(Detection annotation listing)
********************

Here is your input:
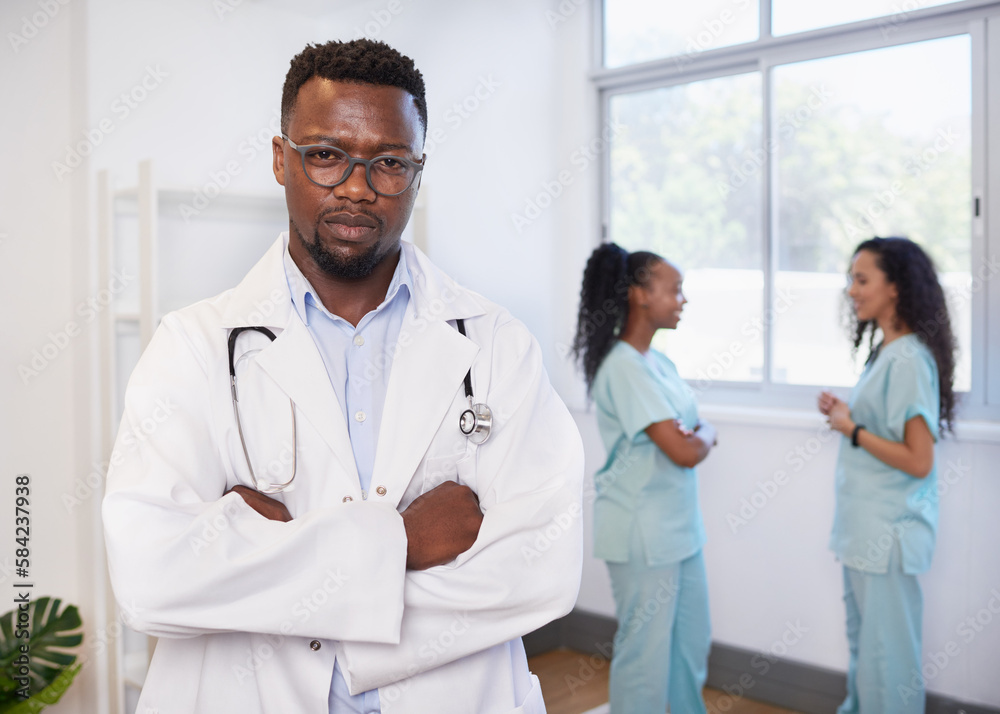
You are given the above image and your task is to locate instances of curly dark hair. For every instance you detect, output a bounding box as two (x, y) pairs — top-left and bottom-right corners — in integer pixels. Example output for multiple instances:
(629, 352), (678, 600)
(573, 243), (663, 392)
(281, 38), (427, 137)
(849, 236), (956, 431)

********************

REQUIREMENT ▸
Set out every line of the listing above as a numbered list, dropping any blank lines. Leave the pictures out of your answer.

ANSWER IN FULL ▸
1. Here is your input:
2. You are given the above image and your task is to locate instances of curly dark hair. For every instance you detect, output a bounding box as two (x, y) pairs — top-left and bottom-right corners — in integer pixels. Example output for multiple instances:
3. (629, 352), (678, 600)
4. (573, 243), (663, 392)
5. (281, 38), (427, 137)
6. (849, 236), (956, 431)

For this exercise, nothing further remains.